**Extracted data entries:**
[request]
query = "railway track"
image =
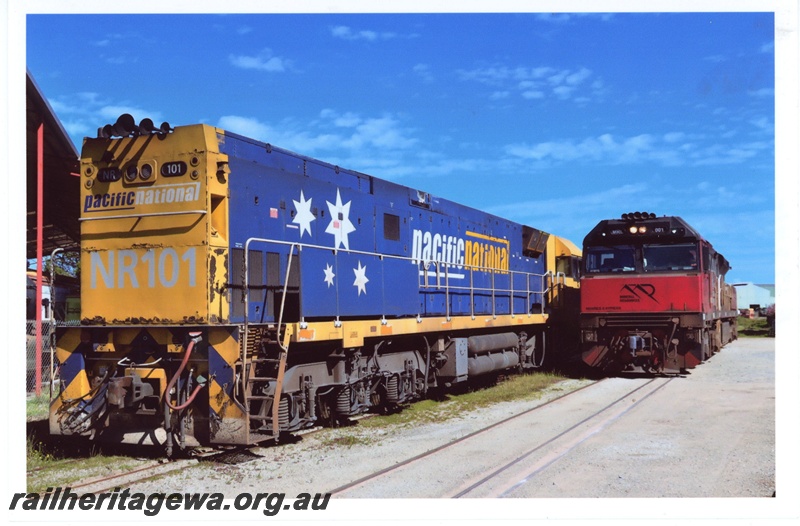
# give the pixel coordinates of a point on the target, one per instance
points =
(522, 465)
(497, 483)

**Task brief:**
Can you recast the material above as a Markdown table with the columns n and Line, giving each non-blank line its own numbered row and leaving the pictures out?

**Completed task:**
| n | Line |
|---|---|
| 1 | [request] |
| 2 | query = "railway track" |
| 3 | image = |
| 4 | # give the pixel coordinates of a point on the target, one per instance |
| 5 | points = |
| 6 | (522, 465) |
| 7 | (497, 483) |